#### [Directive 1]
Name each kind of lookup described in the issue thread on handling punctuation in romaji and kana conversion.
#### [Directive 2]
In the issue thread on romaji and kana punctuation, what should be done with Unicode commas when converting to romaji?
#### [Directive 3]
Write the next part of the issue thread on punctuation in romaji and kana conversion, starting after its final sentence.

#### [Document]
Closed himselfv closed 11 years ago
Currently chosen solution:
1. Preserve the punctuation when converting Romaji/Pinyin<->Kana/Bopomofo.
2. Store kanji and kana with punctuation in the db.
Direct kanji and kana lookups have to have punctuation in place.
3. Strip punctuation from romaji signature.
Also strip punctuation from all user input in romaji.
Direct romaji lookup: strip punctuation and search by roma.
Deflexed romaji lookup (requires clean roma): convert to kana, produce deflexions,
make lookups. (Note that this almost never happens: punctuation is mostly in names
and idioms which have no use for current means of deflexion)
Direct kana/kanji lookup: just look up for the text.
Deflexed kana/kanji lookup: no change.
Reported by himselfv
on 2013-03-27 10:05:38
Problem: some punctuation is Unicode and romaji always uses ANSI (since it's stored
in ansi in db).
Solution: since we only support some explicit punctuation, when converting to romaji
just replace unicode commas etc with ansi versions.

#### [Dataset rows]

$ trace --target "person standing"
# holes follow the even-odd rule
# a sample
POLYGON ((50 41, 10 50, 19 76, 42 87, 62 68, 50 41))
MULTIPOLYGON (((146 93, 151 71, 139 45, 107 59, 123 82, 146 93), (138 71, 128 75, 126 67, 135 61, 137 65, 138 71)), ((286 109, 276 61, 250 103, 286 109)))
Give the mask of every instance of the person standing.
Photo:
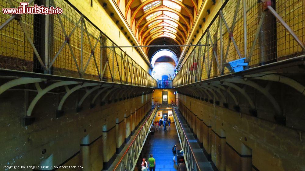
POLYGON ((148 163, 149 166, 149 171, 155 171, 156 168, 156 160, 152 157, 152 154, 150 154, 150 157, 148 159, 148 163))
POLYGON ((161 129, 161 125, 162 125, 162 120, 161 119, 159 120, 159 130, 161 129))
POLYGON ((146 165, 146 163, 144 163, 142 165, 142 169, 141 169, 141 171, 147 171, 147 168, 146 167, 147 166, 146 165))
MULTIPOLYGON (((147 164, 147 162, 146 162, 146 158, 144 157, 142 159, 142 164, 141 164, 141 166, 143 167, 144 164, 145 164, 146 166, 145 167, 147 169, 148 165, 147 164)), ((146 169, 146 170, 147 170, 147 169, 146 169)))
POLYGON ((176 154, 177 153, 177 146, 178 145, 178 144, 176 144, 174 145, 174 146, 173 147, 173 148, 172 148, 172 151, 173 151, 173 154, 174 154, 174 158, 173 158, 174 162, 175 163, 177 162, 175 160, 175 156, 176 156, 176 154))
POLYGON ((163 121, 163 124, 164 125, 164 131, 167 131, 167 129, 166 127, 166 126, 167 126, 168 123, 167 123, 167 118, 166 117, 164 118, 164 120, 163 121))
POLYGON ((180 164, 179 165, 179 166, 178 167, 178 171, 187 171, 187 170, 186 169, 186 165, 185 165, 185 162, 184 160, 181 161, 180 164))

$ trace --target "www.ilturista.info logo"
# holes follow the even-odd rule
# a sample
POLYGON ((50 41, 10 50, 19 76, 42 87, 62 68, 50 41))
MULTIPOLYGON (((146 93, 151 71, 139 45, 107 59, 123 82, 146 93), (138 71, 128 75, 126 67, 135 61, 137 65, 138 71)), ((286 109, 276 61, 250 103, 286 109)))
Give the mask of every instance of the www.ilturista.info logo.
POLYGON ((16 8, 3 8, 2 12, 5 14, 60 14, 63 13, 63 9, 58 7, 46 7, 39 6, 36 4, 29 6, 29 3, 20 2, 20 6, 16 8))

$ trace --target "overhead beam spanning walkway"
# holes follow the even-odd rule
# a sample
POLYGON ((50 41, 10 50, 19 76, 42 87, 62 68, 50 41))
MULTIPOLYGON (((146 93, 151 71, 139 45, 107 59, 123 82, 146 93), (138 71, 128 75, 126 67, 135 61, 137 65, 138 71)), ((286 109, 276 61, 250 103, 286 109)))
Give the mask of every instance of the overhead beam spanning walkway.
MULTIPOLYGON (((146 120, 140 126, 140 128, 136 130, 137 133, 135 135, 131 137, 132 141, 127 143, 127 145, 126 145, 120 153, 117 156, 112 166, 107 170, 130 171, 133 170, 135 168, 137 167, 137 162, 144 146, 145 141, 146 141, 151 125, 155 120, 158 110, 157 106, 157 104, 155 106, 148 115, 146 120)), ((175 128, 177 130, 181 147, 184 152, 184 157, 188 170, 214 170, 210 162, 205 156, 202 149, 191 133, 190 128, 183 118, 180 111, 177 107, 173 105, 172 105, 171 107, 175 128, 172 127, 171 129, 175 128)), ((160 131, 163 131, 162 130, 160 131)), ((164 136, 167 136, 166 135, 164 136)), ((154 138, 152 137, 152 138, 154 138)), ((168 140, 166 141, 167 142, 168 141, 168 140)), ((154 142, 155 142, 155 141, 154 142)), ((177 142, 175 142, 175 143, 177 142)), ((173 143, 173 145, 174 143, 173 143)), ((162 145, 157 146, 157 147, 156 148, 159 148, 160 149, 156 149, 156 148, 155 148, 154 150, 164 152, 164 150, 166 150, 164 149, 164 147, 162 145)), ((170 158, 171 159, 172 156, 171 156, 170 158)), ((156 158, 158 159, 157 158, 156 158)), ((172 160, 170 159, 169 160, 171 162, 172 162, 172 160)), ((163 162, 166 163, 167 161, 163 162)), ((162 166, 167 164, 163 164, 162 163, 160 163, 159 164, 162 166)), ((176 167, 175 169, 177 167, 176 167)))

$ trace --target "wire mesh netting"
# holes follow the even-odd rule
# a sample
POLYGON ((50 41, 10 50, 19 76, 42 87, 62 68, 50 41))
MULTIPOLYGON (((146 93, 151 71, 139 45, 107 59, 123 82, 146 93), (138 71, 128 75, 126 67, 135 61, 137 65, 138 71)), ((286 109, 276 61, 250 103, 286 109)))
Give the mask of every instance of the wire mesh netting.
POLYGON ((274 9, 275 14, 260 1, 246 1, 244 10, 243 2, 224 2, 198 43, 210 45, 193 48, 173 80, 174 87, 229 74, 223 64, 240 58, 246 58, 248 68, 253 68, 304 54, 304 50, 297 40, 305 42, 303 1, 272 0, 268 8, 274 9), (195 53, 199 59, 194 61, 194 53, 199 48, 201 53, 195 53), (192 65, 194 62, 199 66, 195 69, 198 70, 200 79, 190 76, 194 72, 192 65))
MULTIPOLYGON (((16 8, 20 2, 1 1, 0 8, 16 8)), ((43 3, 35 0, 29 6, 43 3)), ((63 13, 19 15, 12 20, 12 15, 0 16, 1 25, 7 23, 0 30, 0 68, 157 86, 146 71, 67 1, 50 0, 50 6, 60 7, 63 13)))

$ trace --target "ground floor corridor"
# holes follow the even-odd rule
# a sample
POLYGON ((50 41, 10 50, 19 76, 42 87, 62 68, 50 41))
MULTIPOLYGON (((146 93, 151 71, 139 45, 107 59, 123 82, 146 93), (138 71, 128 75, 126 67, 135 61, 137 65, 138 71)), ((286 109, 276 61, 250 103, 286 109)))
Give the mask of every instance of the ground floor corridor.
POLYGON ((163 127, 160 130, 156 129, 151 135, 144 155, 147 160, 150 154, 153 155, 156 159, 156 171, 177 170, 177 163, 174 163, 173 160, 172 148, 175 144, 180 144, 179 138, 174 124, 168 128, 168 131, 164 131, 163 127))

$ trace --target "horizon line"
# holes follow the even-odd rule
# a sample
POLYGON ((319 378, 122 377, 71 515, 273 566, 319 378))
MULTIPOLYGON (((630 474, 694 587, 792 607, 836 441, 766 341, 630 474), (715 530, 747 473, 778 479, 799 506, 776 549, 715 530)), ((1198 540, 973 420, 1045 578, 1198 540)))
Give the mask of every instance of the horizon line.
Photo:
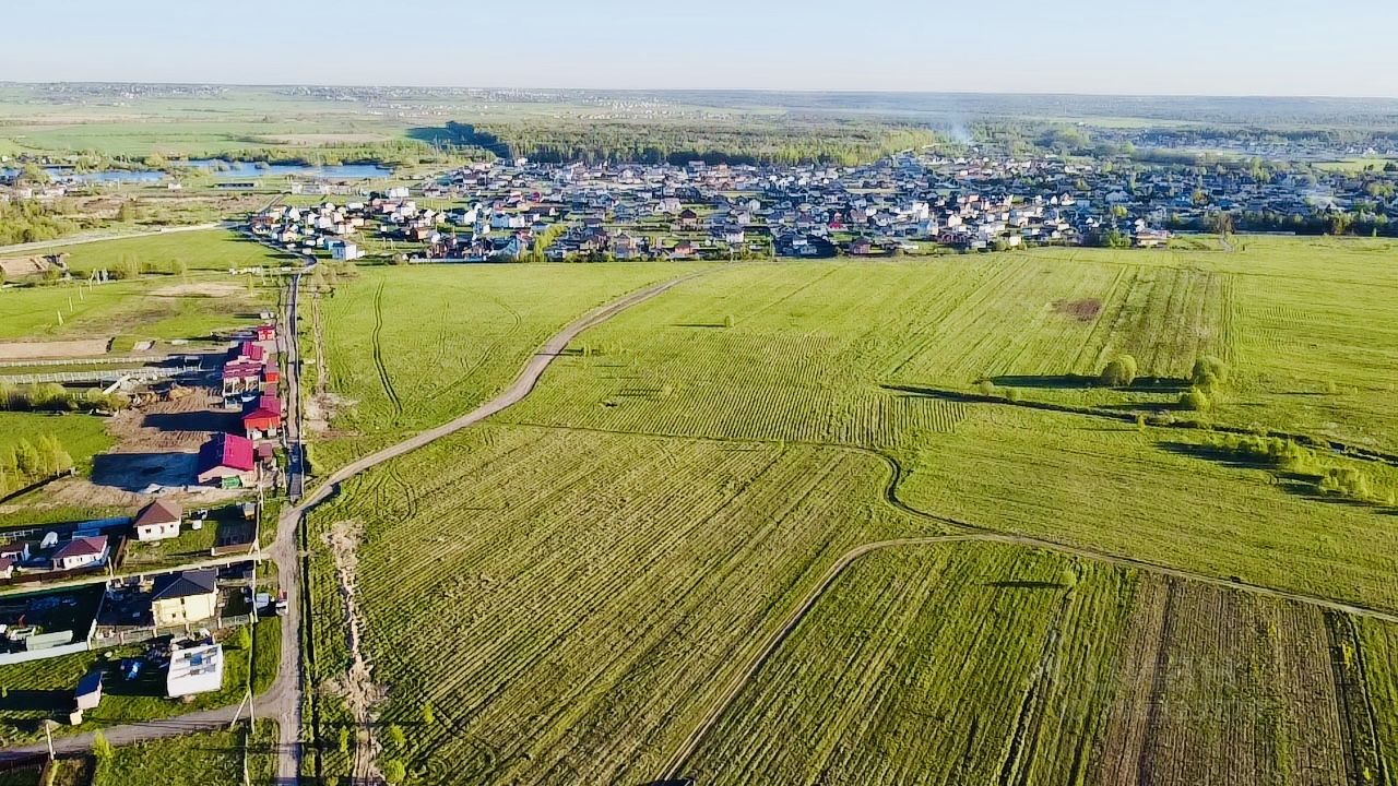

#### [Written answer 1]
Direct romaji lookup
Deflexed romaji lookup
Direct kana/kanji lookup
Deflexed kana/kanji lookup

#### [Written answer 2]
They should be replaced with their ANSI versions.

#### [Written answer 3]
Reported by himselfv
on 2013-03-27 10:33:41
A trick we don't use but can employ in the future:
If we need to search for kana but with some leeway in what we accept (like with roma
lookups) we can:
1. Deflex properly while in kana.
2. Convert all lookups to roma (punctuation-less).
3. For every result, check that source kana satisfies us (for instance that it has
appropriate punctuation or something).
We do something similar now when looking for kana-only words; this allows us to fetch
results even in different kana (i.e. ヒク for ひく lookup).
Reported by himselfv
on 2013-03-27 10:37:49
I think this was solved at some point. Why is it not closed?
Reported by himselfv
on 2013-04-10 13:38:45
Fixed
Original report by me.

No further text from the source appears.